----- Reading passage

Innovation Takes Other Forms

The anticipated success of SLIQ promises to change the composition of Jel Sert’s business by increasing the portion of sales that comes from the company’s own brands. That figure is currently about 70%, but Jel Sert also has a contract manufacturing unit that accounts for 20% of revenue, with private-brand products representing another 10%.

“All of the areas are growing, but SLIQ is going to change the ratio,” Wegner asserts. “Our business is unique in that we have our owned brands, such as Fla-Vor-Ice, Otter Pops, Wylers and Royal, and we also have our functional brands, such as All Sport, Super C and Pure Kick. But on top of that we do a tremendous license business with brands from Mars Wrigley, like Skittles, Starburst and Dove; from Hershey, like Jolly Rancher; and from Coca-Cola, we license Hi-C. And we have a major licensed product launch right now with Coca-Cola, a freezable form of Power-Ade.”

When the company does license brands, it turns loose its research and development team and testing lab to get formulations right, leverage its manufacturing capacity, and work directly with retailers on sales and merchandising initiatives.

“No one hands us a secret formula and says, ‘Use this in your product,’” Wegner notes. “We literally are buying products and flavor matching. We are as good as any R&D lab in the world at being able to flavor match.”

When it comes to flavors, Jel Sert looks for those that are trending up, which is the same approach it takes with licensing.

“When we look at licensed opportunities, we look at brands that are becoming increasingly relevant,” Wegner says.

----------

> Task prompt
Continue the passage about Jel Sert's brands and licensing from its last sentence. The items that come next are taken from a different source.

----- Provided records

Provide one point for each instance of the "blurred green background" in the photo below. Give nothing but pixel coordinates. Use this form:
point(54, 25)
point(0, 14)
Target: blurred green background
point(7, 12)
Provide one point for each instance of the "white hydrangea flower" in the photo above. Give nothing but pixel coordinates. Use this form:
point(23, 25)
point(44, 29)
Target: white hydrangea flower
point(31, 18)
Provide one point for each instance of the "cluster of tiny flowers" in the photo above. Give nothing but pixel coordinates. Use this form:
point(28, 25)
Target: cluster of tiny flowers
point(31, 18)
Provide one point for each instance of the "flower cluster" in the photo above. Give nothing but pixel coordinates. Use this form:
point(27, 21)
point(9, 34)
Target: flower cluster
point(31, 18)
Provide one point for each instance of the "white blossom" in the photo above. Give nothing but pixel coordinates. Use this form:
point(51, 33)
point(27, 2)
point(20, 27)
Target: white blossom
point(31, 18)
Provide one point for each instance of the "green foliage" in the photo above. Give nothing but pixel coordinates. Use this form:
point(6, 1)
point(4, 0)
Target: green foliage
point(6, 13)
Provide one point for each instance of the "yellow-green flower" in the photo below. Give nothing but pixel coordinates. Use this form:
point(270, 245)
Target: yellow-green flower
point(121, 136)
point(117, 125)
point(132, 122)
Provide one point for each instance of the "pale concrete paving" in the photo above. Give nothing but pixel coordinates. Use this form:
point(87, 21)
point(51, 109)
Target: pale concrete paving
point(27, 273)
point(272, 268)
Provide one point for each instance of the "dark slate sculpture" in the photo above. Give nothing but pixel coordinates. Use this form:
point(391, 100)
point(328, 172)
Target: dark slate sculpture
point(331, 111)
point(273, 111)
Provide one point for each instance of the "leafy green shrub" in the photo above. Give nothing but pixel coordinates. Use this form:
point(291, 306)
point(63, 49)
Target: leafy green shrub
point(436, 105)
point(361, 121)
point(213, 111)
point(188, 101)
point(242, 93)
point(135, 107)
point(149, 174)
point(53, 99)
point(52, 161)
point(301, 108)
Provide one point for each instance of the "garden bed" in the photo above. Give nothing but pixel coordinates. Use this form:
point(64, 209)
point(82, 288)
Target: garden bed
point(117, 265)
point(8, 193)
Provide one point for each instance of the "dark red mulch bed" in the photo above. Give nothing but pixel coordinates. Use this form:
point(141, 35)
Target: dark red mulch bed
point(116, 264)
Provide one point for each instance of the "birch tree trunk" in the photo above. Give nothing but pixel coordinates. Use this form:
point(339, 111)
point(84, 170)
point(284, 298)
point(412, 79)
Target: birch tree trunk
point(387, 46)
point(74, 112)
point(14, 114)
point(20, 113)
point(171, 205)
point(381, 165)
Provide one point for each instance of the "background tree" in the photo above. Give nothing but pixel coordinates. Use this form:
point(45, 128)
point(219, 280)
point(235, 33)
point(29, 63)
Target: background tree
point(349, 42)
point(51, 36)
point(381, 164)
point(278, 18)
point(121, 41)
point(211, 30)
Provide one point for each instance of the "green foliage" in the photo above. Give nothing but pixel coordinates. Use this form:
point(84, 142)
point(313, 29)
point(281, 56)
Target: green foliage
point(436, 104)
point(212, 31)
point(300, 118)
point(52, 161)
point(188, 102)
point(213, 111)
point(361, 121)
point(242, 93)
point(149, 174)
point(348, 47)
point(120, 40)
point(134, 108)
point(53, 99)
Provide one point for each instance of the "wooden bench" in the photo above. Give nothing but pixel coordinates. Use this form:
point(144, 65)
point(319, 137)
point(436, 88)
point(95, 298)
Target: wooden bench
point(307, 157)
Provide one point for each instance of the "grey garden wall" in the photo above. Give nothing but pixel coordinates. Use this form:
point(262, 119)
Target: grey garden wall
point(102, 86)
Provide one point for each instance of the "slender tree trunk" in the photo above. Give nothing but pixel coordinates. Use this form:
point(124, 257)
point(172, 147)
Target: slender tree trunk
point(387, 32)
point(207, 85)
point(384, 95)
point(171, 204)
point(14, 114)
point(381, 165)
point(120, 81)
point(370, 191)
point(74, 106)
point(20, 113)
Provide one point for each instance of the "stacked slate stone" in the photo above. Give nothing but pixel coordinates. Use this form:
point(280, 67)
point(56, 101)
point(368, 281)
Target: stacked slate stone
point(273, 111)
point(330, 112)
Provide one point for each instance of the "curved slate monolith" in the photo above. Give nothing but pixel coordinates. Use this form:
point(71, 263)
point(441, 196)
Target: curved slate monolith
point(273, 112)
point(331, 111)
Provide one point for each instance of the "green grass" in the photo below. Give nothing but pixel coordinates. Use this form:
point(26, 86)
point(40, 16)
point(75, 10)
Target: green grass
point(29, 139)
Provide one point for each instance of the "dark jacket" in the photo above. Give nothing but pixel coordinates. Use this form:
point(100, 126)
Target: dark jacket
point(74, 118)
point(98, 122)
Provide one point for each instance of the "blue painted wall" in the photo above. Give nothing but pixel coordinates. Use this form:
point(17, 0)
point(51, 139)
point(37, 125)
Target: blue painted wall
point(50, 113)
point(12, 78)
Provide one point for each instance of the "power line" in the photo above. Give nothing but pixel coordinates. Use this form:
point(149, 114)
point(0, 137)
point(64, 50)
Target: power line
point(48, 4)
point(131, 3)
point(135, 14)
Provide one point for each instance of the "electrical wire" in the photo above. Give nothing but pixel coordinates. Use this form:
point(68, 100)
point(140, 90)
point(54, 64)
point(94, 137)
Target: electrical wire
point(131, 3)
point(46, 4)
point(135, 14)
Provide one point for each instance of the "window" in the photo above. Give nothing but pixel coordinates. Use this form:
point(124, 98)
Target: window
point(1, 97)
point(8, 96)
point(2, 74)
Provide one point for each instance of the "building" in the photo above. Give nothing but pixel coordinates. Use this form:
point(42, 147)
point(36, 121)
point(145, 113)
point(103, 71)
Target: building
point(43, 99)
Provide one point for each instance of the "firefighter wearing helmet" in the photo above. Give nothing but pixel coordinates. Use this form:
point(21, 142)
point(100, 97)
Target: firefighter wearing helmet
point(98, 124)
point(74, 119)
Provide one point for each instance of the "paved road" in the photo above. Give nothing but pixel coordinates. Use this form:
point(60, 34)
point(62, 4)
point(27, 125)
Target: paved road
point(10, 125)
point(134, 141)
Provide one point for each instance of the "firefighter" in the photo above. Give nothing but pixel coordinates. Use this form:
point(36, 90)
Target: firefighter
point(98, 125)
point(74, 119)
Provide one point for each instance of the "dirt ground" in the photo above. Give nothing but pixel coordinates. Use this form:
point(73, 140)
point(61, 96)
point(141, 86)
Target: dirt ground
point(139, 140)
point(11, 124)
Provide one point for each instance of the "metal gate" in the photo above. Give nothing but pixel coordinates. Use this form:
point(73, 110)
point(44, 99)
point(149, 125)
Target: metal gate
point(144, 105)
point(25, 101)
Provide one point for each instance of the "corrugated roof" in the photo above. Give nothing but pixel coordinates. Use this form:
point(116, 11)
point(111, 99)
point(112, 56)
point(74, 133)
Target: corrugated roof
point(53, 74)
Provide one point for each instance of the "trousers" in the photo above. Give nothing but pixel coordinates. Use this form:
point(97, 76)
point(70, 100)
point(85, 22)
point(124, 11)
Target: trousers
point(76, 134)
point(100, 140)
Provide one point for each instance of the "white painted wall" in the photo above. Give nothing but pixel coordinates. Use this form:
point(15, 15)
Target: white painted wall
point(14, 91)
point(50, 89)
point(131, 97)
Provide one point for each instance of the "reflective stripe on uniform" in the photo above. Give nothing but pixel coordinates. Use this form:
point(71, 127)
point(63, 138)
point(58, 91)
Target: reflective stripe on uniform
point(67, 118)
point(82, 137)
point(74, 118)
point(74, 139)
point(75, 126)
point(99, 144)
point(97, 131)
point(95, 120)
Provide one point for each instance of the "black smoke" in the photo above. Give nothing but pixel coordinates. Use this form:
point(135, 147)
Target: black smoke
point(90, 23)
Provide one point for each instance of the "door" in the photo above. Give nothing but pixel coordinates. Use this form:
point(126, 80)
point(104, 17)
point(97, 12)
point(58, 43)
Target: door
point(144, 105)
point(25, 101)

----------

> Task answer
For example, Hi-C was a big brand that was doing well, but it wasn’t growing significantly. However it enjoyed a resurgence after McDonald’s began serving it in restaurants as its orange drink. The company is now working with Welch’s on a powdered version of a passion fruit drink, has introduced a watermelon lemonade under the Wyler’s brand, and is also launching a lemon ginger tea. “Ginger is an ingredient people are interested in,” Wegner observes.

Beyond flavors, functionality is having a major impact in many categories, with immunity being a key benefit. “We are taking functionality into the dessert mix category with All Sport and Super C,” Wegner points out. “No one else has done it. Functionality has encroached into so many categories; we looked at the dessert mix category as a white space.”

Passing the Torch

Wegner is 58 and has been president of Jel Sert for about 15 years. A fourth generation of the Wegner family, sons Gavin, 27, and Spencer, 26, lead other key areas of the business and are poised to follow a path similar to their father. Gavin leads marketing efforts for the new brand SLIQ, and Spencer works in the marketing department on licensed programs, at the family-owned company with roughly 1,000 employees.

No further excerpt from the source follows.